- Supplied entries:
+===+

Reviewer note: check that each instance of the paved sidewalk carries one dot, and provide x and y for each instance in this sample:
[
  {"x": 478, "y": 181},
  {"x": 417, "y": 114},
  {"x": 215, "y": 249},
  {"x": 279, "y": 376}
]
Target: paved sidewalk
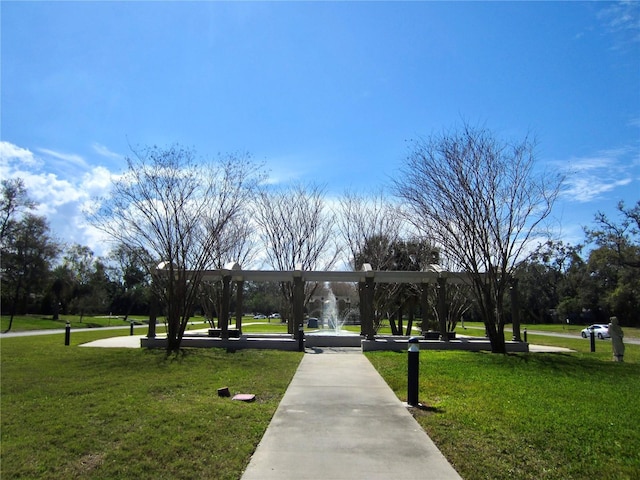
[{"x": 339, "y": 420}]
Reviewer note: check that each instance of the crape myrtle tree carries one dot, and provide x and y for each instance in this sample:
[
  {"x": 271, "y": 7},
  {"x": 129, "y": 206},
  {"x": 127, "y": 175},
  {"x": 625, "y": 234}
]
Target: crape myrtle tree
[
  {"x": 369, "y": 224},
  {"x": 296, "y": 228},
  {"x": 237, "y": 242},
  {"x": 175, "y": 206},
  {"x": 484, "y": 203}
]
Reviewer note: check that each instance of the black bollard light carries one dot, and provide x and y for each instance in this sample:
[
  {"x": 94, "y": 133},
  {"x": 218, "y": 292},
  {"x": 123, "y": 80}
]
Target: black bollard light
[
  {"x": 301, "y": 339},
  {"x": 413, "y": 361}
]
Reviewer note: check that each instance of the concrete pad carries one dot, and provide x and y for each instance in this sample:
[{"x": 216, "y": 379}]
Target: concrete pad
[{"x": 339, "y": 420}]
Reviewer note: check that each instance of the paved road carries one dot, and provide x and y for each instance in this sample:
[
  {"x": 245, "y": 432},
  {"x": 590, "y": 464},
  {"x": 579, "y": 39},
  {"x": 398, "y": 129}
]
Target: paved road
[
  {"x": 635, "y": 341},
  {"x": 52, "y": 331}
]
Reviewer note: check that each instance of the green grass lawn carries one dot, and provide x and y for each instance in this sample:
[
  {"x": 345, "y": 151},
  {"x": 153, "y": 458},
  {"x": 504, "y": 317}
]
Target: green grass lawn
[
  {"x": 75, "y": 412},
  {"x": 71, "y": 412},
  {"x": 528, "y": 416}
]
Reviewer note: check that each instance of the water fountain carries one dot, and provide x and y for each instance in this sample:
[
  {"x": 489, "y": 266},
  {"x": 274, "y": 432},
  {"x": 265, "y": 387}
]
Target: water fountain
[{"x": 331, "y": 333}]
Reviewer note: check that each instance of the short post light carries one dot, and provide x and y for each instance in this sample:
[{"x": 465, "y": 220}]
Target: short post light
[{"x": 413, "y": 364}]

+===+

- Directive:
Write out every record above exactly as it stands, but leave out the pictures.

- Reply:
Reviewer note: check that each instance of the paved sidewalk carries one dot, and provide x and y for each instance in this sample:
[
  {"x": 478, "y": 181},
  {"x": 417, "y": 114},
  {"x": 215, "y": 249},
  {"x": 279, "y": 376}
]
Target: paved sidewalk
[{"x": 339, "y": 420}]
Reviewer note: check that each instance of the crape myrtle tree carries one dot, and provide x and y for each instance in this sample:
[
  {"x": 271, "y": 7},
  {"x": 129, "y": 206},
  {"x": 127, "y": 175},
  {"x": 625, "y": 234}
]
Target: crape myrtle tree
[
  {"x": 369, "y": 224},
  {"x": 296, "y": 228},
  {"x": 237, "y": 242},
  {"x": 175, "y": 206},
  {"x": 484, "y": 203}
]
Reviewer note: check that each instance of the black bollard light carries one dot, and provide x and y for each instance in this sample:
[
  {"x": 94, "y": 133},
  {"x": 218, "y": 292},
  {"x": 123, "y": 80}
]
Target: black bollard light
[
  {"x": 301, "y": 339},
  {"x": 413, "y": 361}
]
Reviewer note: check that each instance of the concrete pad carries one dot, and provide x and y for each instance in this sample:
[{"x": 216, "y": 379}]
Target: concrete pad
[{"x": 339, "y": 420}]
Reviewer note: check that each instance of the paved road carries one dot, and provide x and y for each instance in this sample:
[
  {"x": 245, "y": 432},
  {"x": 590, "y": 464},
  {"x": 579, "y": 39},
  {"x": 398, "y": 129}
]
Target: paved road
[
  {"x": 635, "y": 341},
  {"x": 52, "y": 331}
]
Reviewer note: check that each instance of the green grass lawn carries one dot, and provide x and y for each instance in this sample:
[
  {"x": 345, "y": 151},
  {"x": 153, "y": 458},
  {"x": 504, "y": 317}
]
Target: green grass lawn
[
  {"x": 75, "y": 412},
  {"x": 71, "y": 412},
  {"x": 528, "y": 416}
]
Reviewer note: check that each instance of the water fountain carries one dot, and provide x and y for each instance in this sample:
[
  {"x": 489, "y": 266},
  {"x": 274, "y": 432},
  {"x": 265, "y": 387}
]
Target: water fountain
[{"x": 331, "y": 333}]
Reviewer note: check that each instance of the short post light carries one dot, and provide x and y for each instance in this sample:
[{"x": 465, "y": 220}]
Target: short post light
[{"x": 413, "y": 364}]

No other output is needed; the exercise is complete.